Ante este escenario han surgido todo tipo de voces a favor y en contra de nuestros representantes públicos; hasta el punto de que la cosa pública parece que ya no es ni una cosa, ni una realidad, fragmentándose teórica y prácticamente, en tantas opiniones como espíritus, habiendo llegado a convertirse las instituciones en todo un coloso de pies de barro al pairo de divergentes opiniones y redes sociales que facilitan las nuevas tecnologías.

Quizá deberíamos recordar todos que desde finales del siglo XVIII, hay una subordinación de gobernantes y administradores públicos ante los ciudadanos en cada momento y circunstancia histórica y que además  implica su obligación permanente de rendir cuentas o de «responder» y no sólo y sobre todo en vísperas de elecciones. La representación política no se trata, en modo alguno, de una traslación definitiva e irrevocable de poder, o revocable sólo por causas muy graves, como habían pretendido los clásicos.

La idea de responsabilidad de los poderes públicos representa a la vez una modernización de los primitivos conceptos liberales y una reacción contra los totalitarios. Hoy la responsabilidad pública en el mundo occidental debe ser un corolario de los derechos del ciudadano; existiendo un lazo indisociable entre las nociones de legitimidad y de responsabilidad. Una no va sin la otra. La representación y la democracia están estrechamente vinculadas, una no puede estar sin la otra, la responsabilidad no deja de ser más que la otra cara de la representación.

• **EXTRACTOS DE LÍNEAS**:
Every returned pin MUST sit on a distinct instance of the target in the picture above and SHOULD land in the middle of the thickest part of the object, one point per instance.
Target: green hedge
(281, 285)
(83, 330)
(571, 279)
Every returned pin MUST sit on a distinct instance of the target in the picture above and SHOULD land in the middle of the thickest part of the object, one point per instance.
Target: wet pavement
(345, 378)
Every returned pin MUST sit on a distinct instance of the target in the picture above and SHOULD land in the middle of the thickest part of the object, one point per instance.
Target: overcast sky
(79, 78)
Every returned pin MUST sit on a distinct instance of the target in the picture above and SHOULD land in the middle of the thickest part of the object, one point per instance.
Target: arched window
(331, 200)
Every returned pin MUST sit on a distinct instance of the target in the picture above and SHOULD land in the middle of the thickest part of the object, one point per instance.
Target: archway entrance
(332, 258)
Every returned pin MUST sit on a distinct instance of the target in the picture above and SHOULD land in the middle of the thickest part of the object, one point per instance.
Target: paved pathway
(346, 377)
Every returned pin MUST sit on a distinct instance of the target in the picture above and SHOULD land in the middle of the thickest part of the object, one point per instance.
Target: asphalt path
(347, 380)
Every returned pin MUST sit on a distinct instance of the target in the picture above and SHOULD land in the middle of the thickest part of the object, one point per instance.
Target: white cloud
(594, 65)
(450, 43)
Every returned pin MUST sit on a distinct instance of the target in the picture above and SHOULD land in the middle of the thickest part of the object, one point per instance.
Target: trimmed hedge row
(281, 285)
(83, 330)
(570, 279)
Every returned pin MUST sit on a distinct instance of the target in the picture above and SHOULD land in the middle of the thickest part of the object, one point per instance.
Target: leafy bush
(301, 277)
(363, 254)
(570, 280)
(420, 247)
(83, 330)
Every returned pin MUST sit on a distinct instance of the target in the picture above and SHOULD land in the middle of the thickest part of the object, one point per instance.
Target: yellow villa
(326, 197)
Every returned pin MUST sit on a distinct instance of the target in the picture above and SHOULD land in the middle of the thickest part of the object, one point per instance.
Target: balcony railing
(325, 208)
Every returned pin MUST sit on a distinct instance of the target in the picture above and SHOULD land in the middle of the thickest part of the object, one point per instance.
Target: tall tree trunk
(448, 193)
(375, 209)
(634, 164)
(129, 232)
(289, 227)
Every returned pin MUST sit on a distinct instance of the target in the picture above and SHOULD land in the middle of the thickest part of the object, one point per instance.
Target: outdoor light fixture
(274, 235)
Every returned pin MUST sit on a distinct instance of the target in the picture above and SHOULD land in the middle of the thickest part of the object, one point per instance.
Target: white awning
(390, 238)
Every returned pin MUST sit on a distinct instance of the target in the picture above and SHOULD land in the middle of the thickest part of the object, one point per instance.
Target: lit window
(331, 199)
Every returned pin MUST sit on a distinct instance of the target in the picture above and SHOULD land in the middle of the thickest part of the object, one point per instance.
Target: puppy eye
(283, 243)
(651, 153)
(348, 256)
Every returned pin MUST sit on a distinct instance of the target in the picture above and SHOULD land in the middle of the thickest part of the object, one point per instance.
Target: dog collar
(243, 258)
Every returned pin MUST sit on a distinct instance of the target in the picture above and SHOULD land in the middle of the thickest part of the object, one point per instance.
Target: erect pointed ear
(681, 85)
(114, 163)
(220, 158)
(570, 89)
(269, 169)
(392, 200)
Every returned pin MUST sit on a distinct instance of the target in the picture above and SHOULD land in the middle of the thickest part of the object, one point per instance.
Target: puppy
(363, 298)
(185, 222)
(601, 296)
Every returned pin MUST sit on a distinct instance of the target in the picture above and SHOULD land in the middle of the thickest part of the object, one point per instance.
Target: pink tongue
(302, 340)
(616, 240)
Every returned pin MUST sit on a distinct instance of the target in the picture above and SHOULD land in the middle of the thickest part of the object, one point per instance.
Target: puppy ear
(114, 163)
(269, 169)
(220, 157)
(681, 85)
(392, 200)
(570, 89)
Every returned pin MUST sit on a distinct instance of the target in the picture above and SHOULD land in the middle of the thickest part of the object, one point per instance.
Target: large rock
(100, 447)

...

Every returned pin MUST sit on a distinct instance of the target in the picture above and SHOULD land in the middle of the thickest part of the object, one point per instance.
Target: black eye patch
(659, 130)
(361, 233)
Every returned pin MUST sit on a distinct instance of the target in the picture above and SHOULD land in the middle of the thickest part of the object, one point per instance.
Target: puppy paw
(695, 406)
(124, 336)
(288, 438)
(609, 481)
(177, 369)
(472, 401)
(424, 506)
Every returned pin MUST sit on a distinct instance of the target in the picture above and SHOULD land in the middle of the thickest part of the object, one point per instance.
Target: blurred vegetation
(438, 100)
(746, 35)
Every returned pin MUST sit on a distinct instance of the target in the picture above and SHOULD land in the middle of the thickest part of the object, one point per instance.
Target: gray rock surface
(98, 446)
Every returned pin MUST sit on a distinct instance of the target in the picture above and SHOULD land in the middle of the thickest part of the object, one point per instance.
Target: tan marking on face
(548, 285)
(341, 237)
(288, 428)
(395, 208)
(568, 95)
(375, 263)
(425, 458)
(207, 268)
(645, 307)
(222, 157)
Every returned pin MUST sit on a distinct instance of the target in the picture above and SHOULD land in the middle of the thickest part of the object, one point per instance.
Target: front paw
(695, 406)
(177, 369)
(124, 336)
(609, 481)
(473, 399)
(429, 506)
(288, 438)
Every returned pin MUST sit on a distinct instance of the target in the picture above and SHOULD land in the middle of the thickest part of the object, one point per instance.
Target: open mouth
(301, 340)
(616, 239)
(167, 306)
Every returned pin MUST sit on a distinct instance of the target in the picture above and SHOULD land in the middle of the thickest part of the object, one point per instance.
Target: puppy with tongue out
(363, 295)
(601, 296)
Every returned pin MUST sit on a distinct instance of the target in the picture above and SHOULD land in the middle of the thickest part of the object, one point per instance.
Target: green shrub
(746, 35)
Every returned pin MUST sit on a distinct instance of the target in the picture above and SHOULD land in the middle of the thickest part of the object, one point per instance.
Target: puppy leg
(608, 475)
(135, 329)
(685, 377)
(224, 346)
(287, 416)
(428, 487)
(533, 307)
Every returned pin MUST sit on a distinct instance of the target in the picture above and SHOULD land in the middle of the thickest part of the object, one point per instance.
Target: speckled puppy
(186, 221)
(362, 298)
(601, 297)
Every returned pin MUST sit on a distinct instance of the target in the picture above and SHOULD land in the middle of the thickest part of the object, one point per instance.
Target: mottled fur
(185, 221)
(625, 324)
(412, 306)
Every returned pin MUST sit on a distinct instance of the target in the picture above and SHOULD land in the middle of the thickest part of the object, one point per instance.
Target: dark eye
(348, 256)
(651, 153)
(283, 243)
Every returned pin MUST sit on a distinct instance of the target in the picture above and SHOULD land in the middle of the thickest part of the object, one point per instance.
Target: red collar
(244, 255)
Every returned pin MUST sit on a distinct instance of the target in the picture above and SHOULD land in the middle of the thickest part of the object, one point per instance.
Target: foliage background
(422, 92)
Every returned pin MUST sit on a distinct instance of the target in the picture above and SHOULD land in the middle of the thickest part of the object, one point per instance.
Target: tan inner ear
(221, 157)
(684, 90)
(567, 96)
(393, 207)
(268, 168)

• **LA TAREA**: Prosigue el texto sobre la responsabilidad de los poderes públicos a partir de su última oración. Las líneas no hacen falta para nada de esto.

• **RESPUESTA**:
Indudablemente, el espacio político existente entre el individuo y el Estado se va encogiendo ada vez más a causa del debilitamiento y fragmentación de las instituciones públicas junto a toda una atomización normativista que parece polarizarse casi hasta el infinito sin llegar a cumplir su fin social último. Además del respeto del Derecho por parte del poder, debería operar en la sociedad y entre quienes la representan la convicción de que la ley está supeditada incluso a valores morales y principios superiores al propio Estado y a los gobiernos, debiendo exigirse no sólo su cumplimiento efectivo, sino también el juego democrático de todo tipo de responsabilidades públicas, sea cual sea su manifestación o despliegue en instituciones supranacionales, nacionales, territoriales, o incluso societarias.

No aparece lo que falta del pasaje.